Supplied text:
— begin —
By default, toolkits in a team project use project credentials — a single shared set of secrets that all team members execute under. This works for many scenarios, but it means all actions appear under one account, making it impossible to audit who did what or enforce per-user access controls. User-specific credentials solve this by letting the toolkit reference a private credential instead. Each team member creates their own private credential with a matching Credential ID, and the system automatically resolves to the individual user’s credential at execution time — no shared secrets, no ambiguous audit trails. Key Benefits

Enhanced Security

Each user executes the toolkit with their own credentials — no shared secrets that can be over-permissioned or accidentally exposed.

Individual Auditability

Actions are attributed to the individual user’s account on the target service, making audit trails accurate and meaningful.

Granular Access Control

Each user’s access level on the target service (e.g., read-only vs. write) is naturally enforced through their own credentials.

Compliance-Ready

Meets security and compliance requirements that mandate individual accountability for automated actions.

How It Works

Limitations of Shared Credentials When creating toolkits in a team project with project credentials:
  • All users share the same credentials.
  • Actions appear under a single account.
  • It’s difficult to audit individual user actions.
  • Potential security and compliance issues.
Per-User Private Credentials By using private credentials with matching IDs, each user’s own credentials are automatically resolved at execution time — no shared secrets, no ambiguous audit trails. Execution flow:
  • The team (or toolkit creator) agrees on a common Credential ID (e.g., github_team_access).
— end —
Dataset records:
— begin —
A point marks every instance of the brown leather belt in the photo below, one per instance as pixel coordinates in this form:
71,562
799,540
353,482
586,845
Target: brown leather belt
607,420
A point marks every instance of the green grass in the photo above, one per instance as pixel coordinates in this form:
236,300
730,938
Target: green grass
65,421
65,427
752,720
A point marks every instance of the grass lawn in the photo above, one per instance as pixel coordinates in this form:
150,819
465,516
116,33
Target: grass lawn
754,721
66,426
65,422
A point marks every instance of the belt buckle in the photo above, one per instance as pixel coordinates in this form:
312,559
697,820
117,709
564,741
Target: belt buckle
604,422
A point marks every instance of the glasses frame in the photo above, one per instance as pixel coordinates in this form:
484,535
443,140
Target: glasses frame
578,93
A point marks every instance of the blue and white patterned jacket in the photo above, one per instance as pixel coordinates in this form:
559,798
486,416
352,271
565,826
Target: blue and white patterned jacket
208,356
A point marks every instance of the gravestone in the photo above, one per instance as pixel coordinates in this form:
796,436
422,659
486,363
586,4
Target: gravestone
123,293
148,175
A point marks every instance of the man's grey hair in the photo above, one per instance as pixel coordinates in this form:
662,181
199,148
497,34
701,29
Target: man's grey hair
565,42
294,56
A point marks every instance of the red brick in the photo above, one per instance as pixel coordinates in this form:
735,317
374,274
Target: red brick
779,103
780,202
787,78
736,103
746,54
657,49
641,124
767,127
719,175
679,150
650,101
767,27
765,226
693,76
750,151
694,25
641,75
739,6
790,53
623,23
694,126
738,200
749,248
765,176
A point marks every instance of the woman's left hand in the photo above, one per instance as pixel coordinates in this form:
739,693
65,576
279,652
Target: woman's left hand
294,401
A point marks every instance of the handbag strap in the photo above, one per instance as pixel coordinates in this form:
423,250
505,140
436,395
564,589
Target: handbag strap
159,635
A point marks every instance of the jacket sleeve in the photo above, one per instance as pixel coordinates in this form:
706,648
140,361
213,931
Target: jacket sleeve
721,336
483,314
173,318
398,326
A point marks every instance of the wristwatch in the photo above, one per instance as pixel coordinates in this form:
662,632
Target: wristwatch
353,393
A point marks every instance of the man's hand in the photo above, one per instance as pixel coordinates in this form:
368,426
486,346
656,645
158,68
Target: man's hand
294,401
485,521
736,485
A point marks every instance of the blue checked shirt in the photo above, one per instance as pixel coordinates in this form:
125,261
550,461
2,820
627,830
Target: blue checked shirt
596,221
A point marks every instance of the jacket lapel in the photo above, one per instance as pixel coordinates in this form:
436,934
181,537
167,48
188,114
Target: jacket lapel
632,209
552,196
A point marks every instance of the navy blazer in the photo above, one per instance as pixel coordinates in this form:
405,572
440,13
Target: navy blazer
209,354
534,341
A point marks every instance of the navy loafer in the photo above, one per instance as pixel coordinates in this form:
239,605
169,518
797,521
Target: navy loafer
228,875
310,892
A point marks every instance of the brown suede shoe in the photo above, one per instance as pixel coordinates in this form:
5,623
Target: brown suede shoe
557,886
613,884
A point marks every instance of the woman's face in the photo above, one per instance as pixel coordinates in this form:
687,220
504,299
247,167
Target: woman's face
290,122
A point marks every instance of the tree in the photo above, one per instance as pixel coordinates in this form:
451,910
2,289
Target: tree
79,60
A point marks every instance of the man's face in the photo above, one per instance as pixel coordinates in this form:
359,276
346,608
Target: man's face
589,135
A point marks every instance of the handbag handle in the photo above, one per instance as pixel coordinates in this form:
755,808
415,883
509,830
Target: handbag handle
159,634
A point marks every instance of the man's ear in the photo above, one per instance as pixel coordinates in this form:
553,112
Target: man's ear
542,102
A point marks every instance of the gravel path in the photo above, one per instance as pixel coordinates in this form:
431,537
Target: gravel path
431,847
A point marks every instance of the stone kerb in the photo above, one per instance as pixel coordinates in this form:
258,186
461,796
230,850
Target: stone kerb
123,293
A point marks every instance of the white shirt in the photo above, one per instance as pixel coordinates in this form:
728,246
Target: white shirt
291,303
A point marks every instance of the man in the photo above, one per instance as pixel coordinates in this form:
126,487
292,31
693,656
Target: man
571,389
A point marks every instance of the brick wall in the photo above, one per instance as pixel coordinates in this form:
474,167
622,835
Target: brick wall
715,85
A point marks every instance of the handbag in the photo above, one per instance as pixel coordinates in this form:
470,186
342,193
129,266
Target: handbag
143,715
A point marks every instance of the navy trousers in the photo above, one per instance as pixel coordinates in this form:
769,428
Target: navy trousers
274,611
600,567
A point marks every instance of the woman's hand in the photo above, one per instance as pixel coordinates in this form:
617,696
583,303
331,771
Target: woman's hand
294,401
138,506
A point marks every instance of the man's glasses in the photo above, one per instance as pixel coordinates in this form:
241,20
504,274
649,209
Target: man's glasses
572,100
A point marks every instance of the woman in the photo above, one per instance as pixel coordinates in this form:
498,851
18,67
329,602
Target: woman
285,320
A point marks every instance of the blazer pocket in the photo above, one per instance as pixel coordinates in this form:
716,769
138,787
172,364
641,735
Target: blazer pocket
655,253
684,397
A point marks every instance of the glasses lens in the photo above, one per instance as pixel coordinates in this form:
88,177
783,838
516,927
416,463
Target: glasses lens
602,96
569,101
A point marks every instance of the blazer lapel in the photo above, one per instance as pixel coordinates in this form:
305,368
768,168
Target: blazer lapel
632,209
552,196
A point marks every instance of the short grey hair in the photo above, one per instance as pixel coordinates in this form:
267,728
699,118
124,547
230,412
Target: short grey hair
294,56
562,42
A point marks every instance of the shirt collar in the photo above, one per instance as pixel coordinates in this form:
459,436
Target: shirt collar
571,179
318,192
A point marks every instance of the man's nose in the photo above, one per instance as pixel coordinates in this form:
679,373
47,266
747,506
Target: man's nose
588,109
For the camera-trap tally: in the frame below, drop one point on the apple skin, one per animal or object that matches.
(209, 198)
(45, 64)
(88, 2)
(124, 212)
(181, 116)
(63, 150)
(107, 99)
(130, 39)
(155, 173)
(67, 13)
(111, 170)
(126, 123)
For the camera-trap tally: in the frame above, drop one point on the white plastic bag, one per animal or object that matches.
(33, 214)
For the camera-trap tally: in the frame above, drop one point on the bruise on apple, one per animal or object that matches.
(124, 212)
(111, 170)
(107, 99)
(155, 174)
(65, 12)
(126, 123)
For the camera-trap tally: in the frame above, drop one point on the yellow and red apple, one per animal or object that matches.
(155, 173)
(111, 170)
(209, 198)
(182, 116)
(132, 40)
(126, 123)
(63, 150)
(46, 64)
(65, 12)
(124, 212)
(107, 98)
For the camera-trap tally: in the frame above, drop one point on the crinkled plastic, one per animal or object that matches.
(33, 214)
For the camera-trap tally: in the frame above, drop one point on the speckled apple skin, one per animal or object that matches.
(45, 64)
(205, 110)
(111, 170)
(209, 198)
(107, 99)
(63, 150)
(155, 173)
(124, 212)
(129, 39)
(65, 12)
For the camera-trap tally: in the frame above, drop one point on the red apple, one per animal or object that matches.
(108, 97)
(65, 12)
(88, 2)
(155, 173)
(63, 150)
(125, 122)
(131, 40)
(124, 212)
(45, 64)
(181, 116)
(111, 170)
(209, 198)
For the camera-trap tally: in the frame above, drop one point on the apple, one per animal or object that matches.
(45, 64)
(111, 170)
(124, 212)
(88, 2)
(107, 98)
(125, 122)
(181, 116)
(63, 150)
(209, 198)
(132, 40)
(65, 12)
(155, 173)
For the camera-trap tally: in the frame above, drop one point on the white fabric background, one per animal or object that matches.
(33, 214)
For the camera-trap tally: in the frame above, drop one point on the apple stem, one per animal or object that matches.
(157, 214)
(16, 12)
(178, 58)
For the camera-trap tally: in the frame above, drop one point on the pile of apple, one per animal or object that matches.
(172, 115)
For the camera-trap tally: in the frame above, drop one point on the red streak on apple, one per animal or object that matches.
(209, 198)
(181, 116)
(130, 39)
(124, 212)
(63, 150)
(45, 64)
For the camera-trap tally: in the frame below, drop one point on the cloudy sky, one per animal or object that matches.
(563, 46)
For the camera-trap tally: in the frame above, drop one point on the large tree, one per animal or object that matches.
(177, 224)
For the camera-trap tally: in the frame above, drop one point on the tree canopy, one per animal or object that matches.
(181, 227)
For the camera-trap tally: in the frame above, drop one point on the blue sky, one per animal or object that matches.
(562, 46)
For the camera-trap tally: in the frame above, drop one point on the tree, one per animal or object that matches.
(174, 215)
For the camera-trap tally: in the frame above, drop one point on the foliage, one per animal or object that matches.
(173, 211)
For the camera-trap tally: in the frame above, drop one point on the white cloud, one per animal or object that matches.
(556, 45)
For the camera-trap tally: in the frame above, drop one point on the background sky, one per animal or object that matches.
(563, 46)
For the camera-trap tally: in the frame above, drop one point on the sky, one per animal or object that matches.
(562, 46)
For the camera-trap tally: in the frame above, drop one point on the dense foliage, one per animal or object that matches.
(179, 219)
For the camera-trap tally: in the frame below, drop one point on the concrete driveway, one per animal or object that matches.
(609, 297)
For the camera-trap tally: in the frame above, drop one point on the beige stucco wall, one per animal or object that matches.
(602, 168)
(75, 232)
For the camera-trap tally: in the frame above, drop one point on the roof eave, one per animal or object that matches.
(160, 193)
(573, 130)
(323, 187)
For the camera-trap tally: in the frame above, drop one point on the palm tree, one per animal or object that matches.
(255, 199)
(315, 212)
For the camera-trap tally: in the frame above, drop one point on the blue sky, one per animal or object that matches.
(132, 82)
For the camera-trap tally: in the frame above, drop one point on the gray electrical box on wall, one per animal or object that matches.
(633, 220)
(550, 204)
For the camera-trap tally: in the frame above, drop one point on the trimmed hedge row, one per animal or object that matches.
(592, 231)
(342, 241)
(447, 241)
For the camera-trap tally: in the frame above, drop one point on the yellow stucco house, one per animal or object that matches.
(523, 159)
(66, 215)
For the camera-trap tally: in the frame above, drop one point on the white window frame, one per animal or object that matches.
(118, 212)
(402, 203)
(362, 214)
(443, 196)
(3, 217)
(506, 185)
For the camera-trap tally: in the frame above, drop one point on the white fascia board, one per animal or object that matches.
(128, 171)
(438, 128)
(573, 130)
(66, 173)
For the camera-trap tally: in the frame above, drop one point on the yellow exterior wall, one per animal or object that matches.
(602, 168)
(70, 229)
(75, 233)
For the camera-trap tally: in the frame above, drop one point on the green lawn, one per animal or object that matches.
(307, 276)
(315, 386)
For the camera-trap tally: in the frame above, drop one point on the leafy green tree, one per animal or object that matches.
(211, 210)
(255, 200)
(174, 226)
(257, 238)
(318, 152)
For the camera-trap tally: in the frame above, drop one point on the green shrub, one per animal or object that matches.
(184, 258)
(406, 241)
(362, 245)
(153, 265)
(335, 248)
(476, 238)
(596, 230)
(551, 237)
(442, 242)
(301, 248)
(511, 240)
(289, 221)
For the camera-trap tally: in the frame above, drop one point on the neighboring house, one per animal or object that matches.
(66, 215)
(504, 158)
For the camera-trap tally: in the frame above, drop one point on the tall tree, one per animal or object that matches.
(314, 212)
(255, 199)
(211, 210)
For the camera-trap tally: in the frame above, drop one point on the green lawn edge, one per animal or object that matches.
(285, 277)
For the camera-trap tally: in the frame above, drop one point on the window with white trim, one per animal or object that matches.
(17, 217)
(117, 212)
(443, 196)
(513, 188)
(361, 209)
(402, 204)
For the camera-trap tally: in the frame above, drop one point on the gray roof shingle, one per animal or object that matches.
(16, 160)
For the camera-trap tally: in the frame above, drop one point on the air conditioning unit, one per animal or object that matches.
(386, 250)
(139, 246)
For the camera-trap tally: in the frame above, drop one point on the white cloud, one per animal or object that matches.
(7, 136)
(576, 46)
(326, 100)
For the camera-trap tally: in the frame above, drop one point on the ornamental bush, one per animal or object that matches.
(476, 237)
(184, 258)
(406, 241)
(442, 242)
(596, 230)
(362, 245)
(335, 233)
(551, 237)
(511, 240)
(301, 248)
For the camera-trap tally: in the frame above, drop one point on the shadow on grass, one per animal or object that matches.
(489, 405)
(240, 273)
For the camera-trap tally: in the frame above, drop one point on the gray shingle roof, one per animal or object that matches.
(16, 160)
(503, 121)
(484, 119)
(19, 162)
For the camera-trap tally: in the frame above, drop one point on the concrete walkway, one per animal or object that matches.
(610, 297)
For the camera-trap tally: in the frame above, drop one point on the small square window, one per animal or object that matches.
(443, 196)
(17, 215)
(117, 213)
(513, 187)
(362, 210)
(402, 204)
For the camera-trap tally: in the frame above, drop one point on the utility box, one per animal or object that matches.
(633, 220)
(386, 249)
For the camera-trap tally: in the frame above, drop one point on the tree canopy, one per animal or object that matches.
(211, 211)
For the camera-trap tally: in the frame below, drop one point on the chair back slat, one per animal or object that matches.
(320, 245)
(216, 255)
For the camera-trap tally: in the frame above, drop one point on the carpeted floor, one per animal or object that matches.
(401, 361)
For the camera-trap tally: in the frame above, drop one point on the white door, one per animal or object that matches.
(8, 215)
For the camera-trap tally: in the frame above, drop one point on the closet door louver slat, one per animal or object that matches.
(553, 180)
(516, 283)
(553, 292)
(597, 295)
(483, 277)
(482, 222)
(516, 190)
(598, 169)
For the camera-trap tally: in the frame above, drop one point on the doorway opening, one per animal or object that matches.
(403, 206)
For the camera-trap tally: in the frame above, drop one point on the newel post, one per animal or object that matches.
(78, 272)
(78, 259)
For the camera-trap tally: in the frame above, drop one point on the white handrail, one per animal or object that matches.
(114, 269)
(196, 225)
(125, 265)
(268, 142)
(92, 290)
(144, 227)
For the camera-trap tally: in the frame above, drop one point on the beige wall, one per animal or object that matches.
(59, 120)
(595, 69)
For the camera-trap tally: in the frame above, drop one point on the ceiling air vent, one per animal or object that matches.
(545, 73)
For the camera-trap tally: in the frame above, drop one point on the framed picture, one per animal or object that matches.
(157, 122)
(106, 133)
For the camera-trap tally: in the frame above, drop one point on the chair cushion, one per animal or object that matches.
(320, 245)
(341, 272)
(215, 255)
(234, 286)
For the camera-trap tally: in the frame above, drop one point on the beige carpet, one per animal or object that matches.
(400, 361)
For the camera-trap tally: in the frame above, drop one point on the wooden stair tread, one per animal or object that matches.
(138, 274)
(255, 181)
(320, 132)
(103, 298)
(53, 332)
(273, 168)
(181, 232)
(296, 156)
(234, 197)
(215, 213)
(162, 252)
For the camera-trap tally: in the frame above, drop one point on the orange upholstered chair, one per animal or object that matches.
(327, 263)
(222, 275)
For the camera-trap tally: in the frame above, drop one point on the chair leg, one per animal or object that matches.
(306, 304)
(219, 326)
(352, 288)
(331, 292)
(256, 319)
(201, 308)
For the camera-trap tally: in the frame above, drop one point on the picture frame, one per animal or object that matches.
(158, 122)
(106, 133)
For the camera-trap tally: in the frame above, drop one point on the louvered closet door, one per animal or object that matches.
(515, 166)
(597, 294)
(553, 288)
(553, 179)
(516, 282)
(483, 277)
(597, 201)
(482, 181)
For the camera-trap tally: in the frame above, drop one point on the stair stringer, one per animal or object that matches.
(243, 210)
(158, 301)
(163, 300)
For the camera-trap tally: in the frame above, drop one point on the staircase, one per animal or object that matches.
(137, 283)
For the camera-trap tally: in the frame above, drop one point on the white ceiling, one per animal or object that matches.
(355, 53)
— end —
What is asked:
- 1) Copy verbatim, from the passage on user-specific credentials above, the stretch from "Compliance-Ready" through "the same credentials.".
- 2) Write the next part of the passage on user-specific credentials, picking up directly after its final line.

Task-by-task results:
- 1)
Compliance-Ready

Meets security and compliance requirements that mandate individual accountability for automated actions.

How It Works

Limitations of Shared Credentials When creating toolkits in a team project with project credentials:
  • All users share the same credentials.

- 2)
  • Each user creates a private credential in their Private workspace using that exact ID.
  • The toolkit creator configures the project toolkit to reference a private credential with that ID.
  • When a user executes the toolkit, the system looks up a private credential in their workspace matching the configured ID and uses it automatically.

Understanding Credential Types

Project Credentials vs Private Credentials Credential Types Overview Project Credentials:
  • Created and stored at the project level
  • Accessible to all project members (based on their role permissions)
  • Shared across the entire project team
  • Identified by a briefcase icon () in the interface
In a team project, both project credentials and the current user’s private credentials are shown in the credential selector, filtered by toolkit type (e.g. only GitHub credentials appear for a GitHub toolkit).
Private Credentials:
  • Created and stored in individual user’s private workspace
  • Only accessible to the credential owner
  • Cannot be shared with other users
  • Identified by a human icon () in the interface
In a Private workspace, only private credentials are available — no project credentials are shown.

Creating Project Credentials

  1. Select the target project from the project dropdown.
  2. Open the sidebar and select Credentials.
  3. Click the + Create button — the credential will be stored as a project credential. Project Credentials Creation

Creating Private Credentials

  1. Switch to your Private workspace using the project selector.
  2. Open the sidebar and select Credentials.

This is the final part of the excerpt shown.